## Given instruction
Rewrite the records from the line with "target | snowy slope" through the last line of the records, both ends included, keeping the requests as they are and rescaling every coordinate in the answers by multiplying it by 0.45 and rounding to a whole number, with halves rounded up. Leave the pictures out of your answer.

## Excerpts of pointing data
────
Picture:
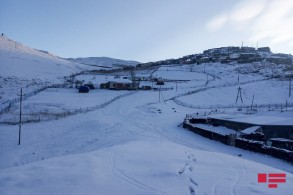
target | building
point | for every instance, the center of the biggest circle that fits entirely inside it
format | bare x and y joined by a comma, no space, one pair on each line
83,89
120,84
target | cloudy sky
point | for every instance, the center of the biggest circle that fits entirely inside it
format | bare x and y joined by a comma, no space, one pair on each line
147,30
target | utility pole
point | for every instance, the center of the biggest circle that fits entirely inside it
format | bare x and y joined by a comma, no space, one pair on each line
252,101
239,94
160,94
289,87
20,105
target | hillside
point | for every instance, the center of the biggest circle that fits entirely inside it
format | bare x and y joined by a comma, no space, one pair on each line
102,61
132,142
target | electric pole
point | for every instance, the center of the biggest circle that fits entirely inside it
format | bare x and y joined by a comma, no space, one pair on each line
290,87
239,94
20,105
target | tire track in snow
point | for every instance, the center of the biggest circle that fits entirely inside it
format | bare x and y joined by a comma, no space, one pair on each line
123,176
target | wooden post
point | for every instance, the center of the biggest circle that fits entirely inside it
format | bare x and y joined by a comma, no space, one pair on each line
19,129
290,87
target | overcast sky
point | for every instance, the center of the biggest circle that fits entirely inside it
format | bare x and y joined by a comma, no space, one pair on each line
146,30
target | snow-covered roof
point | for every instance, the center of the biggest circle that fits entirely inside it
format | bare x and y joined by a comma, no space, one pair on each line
119,80
250,129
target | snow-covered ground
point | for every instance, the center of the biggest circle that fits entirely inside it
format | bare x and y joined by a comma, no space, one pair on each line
135,144
129,148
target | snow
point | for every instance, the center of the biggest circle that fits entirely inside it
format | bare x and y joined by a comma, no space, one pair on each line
261,118
135,144
219,129
103,61
250,130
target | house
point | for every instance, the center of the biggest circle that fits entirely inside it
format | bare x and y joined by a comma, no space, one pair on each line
120,84
160,81
83,89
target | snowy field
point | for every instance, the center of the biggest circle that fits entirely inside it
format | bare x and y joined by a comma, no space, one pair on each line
135,144
262,92
53,102
129,148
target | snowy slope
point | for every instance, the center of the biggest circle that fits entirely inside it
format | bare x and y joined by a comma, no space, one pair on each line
102,61
18,60
127,148
133,145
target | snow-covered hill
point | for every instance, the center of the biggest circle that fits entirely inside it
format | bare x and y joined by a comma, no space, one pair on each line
120,142
102,61
20,61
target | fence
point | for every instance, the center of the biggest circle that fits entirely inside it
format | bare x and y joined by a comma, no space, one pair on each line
55,116
275,106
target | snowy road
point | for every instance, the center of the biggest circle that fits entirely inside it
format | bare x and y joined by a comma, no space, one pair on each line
129,147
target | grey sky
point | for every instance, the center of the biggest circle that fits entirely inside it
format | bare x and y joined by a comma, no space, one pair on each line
146,30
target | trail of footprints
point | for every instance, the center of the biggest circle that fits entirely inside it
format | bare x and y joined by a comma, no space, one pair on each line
189,168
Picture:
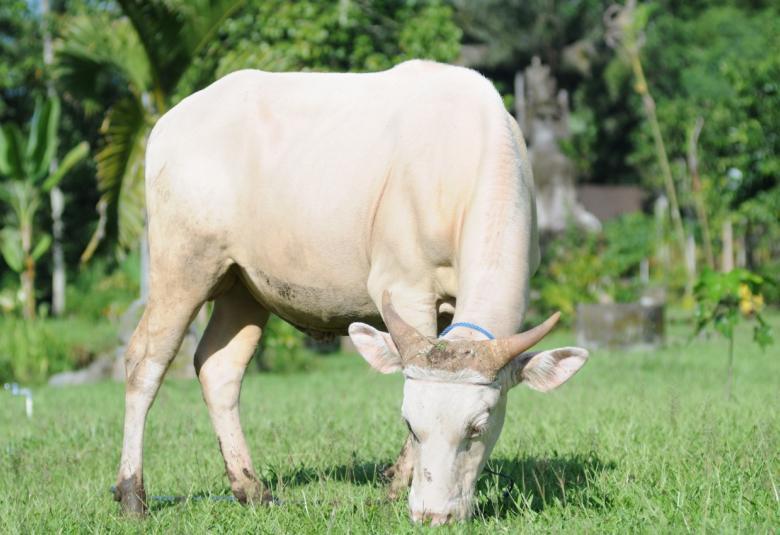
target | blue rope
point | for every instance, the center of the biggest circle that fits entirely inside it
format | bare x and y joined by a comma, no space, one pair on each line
470,326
────
## Result for this task
target | snowy slope
point | for every instance, the center of the biggest circle that fits entirely inside it
format | bare x and y joined by a comma, no space, one pair on each line
46,27
8,27
57,67
60,65
target | snow-covered hill
point | for every instance, the center of the biggest circle that fits entirely inside it
format | bare x and y joined by a comma, no space, one pair on each line
54,64
46,27
9,27
target | fence
point | for every instance, the center of the biggest circle that fits entirely inside it
format | bare x and y joined by a comma, no space, one pair on each line
25,52
124,48
target | snowy road
point | for every instance, the center of the biggest circle that fits entirely inside it
format | bare x and y joined by a comma, no space, one pair on each line
58,66
target | grey sky
point | for every instance, the center of the biggest circle that fits entirely inside it
format | bare x and y joined by a comma, no space, one pair on each line
66,14
target | trail of footprints
point | for every instance, the center of the biggest circle that fits entirely inside it
format | bare x and y joined by a comma, no space, one pair on each line
85,76
Picture:
target | blue rope
point | for every instance, the center of the biggest circle that fits entirely inside it
format | bare x and y joined by a comma, no space, one pair on each line
212,147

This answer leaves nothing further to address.